**Work instructions**
The answer must consist of every line below that contains the word "lamb".

**Dataset items**
━━━

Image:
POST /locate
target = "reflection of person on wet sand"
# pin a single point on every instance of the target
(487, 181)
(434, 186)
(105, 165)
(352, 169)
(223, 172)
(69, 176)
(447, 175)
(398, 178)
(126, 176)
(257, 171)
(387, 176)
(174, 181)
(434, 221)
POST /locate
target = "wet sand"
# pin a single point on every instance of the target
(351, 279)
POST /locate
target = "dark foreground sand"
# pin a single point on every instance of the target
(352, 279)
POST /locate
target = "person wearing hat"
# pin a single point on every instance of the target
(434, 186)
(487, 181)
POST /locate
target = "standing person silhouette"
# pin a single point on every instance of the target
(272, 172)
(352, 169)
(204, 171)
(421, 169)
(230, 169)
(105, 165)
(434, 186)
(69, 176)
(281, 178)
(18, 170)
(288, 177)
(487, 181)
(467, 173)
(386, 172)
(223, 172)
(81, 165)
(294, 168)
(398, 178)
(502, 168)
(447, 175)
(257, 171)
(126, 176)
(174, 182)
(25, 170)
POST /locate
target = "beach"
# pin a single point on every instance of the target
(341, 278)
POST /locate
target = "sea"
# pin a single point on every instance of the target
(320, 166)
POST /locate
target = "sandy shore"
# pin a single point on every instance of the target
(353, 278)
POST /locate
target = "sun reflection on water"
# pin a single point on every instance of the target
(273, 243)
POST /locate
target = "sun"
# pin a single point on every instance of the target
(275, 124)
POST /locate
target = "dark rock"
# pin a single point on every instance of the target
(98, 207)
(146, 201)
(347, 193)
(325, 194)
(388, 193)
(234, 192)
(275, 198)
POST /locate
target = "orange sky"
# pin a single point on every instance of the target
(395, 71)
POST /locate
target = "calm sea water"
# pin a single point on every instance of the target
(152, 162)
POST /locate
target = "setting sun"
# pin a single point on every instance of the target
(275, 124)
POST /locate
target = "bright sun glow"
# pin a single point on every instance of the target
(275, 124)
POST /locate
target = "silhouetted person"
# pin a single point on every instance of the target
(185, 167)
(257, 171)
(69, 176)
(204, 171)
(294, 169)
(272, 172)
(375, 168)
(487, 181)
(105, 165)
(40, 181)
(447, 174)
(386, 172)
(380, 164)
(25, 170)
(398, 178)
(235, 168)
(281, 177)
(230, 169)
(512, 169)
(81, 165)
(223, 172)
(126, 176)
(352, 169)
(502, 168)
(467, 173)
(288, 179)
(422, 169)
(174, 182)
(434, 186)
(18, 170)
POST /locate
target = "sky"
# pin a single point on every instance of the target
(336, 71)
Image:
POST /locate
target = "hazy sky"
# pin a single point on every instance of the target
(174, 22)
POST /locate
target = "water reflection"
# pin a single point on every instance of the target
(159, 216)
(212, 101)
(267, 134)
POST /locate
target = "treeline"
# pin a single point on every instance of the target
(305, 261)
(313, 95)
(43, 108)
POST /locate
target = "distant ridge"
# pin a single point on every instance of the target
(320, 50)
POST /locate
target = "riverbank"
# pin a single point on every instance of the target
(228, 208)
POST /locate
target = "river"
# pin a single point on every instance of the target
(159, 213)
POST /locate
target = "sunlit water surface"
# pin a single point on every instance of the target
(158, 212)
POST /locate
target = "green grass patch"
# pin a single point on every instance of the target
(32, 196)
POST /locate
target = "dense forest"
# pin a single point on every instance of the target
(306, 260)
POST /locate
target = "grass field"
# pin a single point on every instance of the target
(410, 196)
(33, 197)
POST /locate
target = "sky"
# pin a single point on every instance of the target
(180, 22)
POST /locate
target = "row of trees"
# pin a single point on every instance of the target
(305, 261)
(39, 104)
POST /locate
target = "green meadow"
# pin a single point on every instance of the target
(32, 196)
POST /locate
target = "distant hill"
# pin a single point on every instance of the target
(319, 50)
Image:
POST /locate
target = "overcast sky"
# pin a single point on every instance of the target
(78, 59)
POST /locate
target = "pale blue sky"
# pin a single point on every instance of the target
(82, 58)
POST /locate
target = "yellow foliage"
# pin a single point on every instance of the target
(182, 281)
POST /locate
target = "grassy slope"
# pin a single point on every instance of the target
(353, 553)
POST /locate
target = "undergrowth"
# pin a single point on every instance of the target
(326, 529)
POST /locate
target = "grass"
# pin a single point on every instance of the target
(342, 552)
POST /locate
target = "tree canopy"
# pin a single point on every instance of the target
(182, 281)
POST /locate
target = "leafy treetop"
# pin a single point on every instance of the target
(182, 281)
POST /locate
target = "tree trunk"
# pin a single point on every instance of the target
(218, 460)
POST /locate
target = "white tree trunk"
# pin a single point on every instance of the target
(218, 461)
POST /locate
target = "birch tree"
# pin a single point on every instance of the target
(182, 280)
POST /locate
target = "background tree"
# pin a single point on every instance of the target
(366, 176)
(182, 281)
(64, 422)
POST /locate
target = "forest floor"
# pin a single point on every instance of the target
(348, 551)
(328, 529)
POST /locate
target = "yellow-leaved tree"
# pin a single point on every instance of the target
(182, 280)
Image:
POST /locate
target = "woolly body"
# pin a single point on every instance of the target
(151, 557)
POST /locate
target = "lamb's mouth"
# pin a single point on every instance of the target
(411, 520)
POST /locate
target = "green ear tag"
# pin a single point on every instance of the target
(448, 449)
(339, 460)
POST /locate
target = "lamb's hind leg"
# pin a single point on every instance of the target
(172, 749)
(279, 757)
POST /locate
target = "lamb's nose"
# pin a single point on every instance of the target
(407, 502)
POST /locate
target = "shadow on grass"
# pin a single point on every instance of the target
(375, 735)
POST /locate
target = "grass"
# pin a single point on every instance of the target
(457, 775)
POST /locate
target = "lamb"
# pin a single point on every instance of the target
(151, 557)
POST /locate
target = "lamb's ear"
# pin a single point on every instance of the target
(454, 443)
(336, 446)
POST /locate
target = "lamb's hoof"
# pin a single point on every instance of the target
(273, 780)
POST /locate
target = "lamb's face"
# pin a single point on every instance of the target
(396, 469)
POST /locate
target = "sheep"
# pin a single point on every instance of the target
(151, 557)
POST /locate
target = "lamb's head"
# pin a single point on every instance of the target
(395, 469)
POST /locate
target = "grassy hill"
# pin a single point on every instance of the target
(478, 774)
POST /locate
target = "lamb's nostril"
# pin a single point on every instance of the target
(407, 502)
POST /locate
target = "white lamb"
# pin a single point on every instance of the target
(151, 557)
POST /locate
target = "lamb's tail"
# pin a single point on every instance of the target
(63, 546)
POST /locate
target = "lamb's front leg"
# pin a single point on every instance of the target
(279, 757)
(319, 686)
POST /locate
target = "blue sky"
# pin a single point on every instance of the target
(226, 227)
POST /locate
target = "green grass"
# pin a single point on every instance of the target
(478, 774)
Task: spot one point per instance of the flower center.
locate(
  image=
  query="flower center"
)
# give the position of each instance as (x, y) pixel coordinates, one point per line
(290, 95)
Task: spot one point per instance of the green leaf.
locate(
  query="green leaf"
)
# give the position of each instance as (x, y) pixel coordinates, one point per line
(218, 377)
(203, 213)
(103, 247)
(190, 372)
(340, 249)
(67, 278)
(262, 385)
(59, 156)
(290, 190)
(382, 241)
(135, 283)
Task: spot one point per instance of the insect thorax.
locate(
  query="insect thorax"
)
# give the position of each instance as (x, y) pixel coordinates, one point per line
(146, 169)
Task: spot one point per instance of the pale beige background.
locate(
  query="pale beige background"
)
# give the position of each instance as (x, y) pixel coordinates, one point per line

━━━

**Task answer**
target = "lamb's mouth"
target = "lamb's hind leg"
target = "lamb's nose"
target = "lamb"
target = "lamb's ear"
target = "lamb's hoof"
target = "lamb's face"
target = "lamb's head"
target = "lamb's nostril"
target = "white lamb"
target = "lamb's tail"
target = "lamb's front leg"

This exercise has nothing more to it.